*Problem 1*
List every line of the entries below that contains the word "leather", matching case exactly.
# Document text start
# Where's the gallery?  What is "Media"?



## cmayna (Nov 13, 2017)

Is it just me or is there not a Gallery forum to posts pics, review pics, etc?    I see "Media" but for the life of me, just not certain what that is.  Yes, I see some pics but very little of the pics I have posted.


----------



## Rings Я Us (Nov 13, 2017)




----------



## Rings Я Us (Nov 13, 2017)

Should be in the menu
http://smokingmeatforums.com/index.php?media/


----------



## Rings Я Us (Nov 13, 2017)

cmayna said:


> Is it just me or is there not a Gallery forum to posts pics, review pics, etc?    I see "Media" but for the life of me, just not certain what that is.  Yes, I see some pics but very little of the pics I have posted.



You have to put them into a category or list them somehow or they won't go in media files.


----------



## TulsaJeff (Nov 13, 2017)

The way I find my media is by clicking on “Media” then “Search Media” in the left sidebar.

Type in your username or someone else’s username.

Click on the “Search” button and ta da.


----------



## cmayna (Nov 13, 2017)

I did a search in media under my name and it is showing the latest pic being date Jan 7, 2017.  How do I find pic more recent than that?


----------



## Rings Я Us (Nov 13, 2017)

cmayna said:


> I did a search in media under my name and it is showing the latest pic being date Jan 7, 2017.  How do I find pic more recent than that?


Mine is all in the camera icon like so...


----------



## Rings Я Us (Nov 13, 2017)

I click on the camera and all my old pics here are on that.


----------



## cmayna (Nov 14, 2017)

How frustrating to say the least.  I go to my media and still the latest pic shown is Jan 7th which is way wrong. Oh well, time to move on.


----------
# Document text end
*Problem 2*
Rewrite the stretch of the Media gallery thread from "You have to" through "button and ta da.", changing "sidebar" to "panel".
# Records for the task start
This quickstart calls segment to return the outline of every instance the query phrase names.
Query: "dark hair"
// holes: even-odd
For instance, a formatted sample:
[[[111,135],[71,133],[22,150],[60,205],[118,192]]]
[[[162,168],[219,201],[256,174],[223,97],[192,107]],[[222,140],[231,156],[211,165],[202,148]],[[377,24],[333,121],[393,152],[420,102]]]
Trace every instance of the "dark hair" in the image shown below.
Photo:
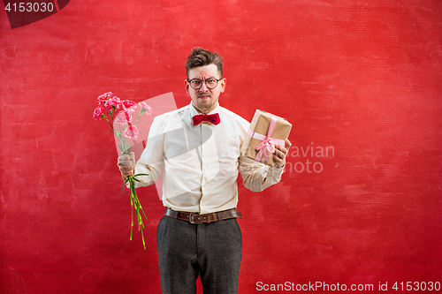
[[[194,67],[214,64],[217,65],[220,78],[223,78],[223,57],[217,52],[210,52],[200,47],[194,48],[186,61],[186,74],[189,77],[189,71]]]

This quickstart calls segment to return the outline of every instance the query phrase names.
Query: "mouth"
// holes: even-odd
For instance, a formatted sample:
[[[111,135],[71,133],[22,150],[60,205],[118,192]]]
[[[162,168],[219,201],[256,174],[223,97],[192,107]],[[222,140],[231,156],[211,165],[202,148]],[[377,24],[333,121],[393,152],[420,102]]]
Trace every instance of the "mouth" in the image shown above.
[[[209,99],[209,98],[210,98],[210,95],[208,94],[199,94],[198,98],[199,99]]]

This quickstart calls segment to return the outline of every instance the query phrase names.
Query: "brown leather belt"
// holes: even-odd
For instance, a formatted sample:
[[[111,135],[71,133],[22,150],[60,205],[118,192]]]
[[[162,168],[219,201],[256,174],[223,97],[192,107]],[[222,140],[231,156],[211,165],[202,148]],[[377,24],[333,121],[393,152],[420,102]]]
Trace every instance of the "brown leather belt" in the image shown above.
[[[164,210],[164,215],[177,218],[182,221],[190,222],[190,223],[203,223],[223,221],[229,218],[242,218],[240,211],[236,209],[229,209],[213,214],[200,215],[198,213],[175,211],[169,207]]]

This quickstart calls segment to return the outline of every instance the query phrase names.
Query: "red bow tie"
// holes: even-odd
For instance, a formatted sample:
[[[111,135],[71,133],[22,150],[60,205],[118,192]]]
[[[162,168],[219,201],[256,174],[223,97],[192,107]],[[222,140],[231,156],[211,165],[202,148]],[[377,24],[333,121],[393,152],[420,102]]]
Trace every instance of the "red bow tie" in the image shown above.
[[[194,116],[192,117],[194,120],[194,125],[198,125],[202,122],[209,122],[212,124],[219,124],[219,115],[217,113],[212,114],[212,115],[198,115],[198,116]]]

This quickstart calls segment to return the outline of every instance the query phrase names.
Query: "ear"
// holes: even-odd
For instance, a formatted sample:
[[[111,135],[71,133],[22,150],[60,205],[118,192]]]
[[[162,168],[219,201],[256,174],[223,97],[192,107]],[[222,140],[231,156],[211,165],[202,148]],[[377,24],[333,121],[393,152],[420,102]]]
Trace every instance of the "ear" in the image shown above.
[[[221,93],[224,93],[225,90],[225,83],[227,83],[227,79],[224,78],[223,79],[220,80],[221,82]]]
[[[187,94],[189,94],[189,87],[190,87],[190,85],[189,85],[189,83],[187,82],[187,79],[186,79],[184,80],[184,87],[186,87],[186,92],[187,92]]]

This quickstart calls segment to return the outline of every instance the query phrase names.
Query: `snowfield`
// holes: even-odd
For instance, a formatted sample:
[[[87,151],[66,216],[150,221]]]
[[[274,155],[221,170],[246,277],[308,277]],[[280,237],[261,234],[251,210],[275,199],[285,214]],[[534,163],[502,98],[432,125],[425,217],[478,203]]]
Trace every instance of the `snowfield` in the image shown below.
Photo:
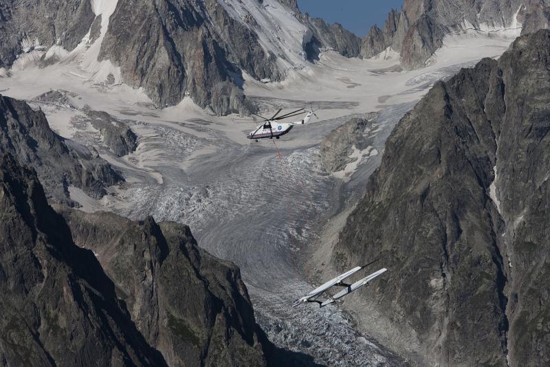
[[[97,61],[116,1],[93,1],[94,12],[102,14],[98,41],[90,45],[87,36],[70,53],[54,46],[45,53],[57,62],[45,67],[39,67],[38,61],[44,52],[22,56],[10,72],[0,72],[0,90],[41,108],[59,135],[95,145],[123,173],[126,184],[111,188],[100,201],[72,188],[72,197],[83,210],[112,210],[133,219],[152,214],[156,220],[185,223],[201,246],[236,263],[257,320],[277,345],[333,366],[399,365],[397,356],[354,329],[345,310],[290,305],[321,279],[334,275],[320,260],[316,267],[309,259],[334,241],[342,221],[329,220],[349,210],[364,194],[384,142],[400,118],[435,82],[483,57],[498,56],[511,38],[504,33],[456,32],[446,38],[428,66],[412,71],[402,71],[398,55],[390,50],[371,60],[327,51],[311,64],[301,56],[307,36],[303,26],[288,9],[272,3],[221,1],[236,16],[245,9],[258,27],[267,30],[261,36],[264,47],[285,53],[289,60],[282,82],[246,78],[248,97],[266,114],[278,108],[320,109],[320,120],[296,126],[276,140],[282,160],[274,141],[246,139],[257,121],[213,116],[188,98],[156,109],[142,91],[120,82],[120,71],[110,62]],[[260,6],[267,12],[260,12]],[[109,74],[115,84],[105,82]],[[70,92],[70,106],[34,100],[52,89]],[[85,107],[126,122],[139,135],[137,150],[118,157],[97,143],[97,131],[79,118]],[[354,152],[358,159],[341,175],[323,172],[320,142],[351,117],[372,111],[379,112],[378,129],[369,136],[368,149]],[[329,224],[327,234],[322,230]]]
# Records for the task end
*Exercise result 1*
Query: "brown leather belt"
Trace every instance of the "brown leather belt" in the image shown above.

*Exercise result 2*
You have to put them into a category or list them somehow or they won't go in media files.


----------



## TulsaJeff (Nov 13, 2017)

The way I find my media is by clicking on “Media” then “Search Media” in the left panel.

Type in your username or someone else’s username.

Click on the “Search” button and ta da.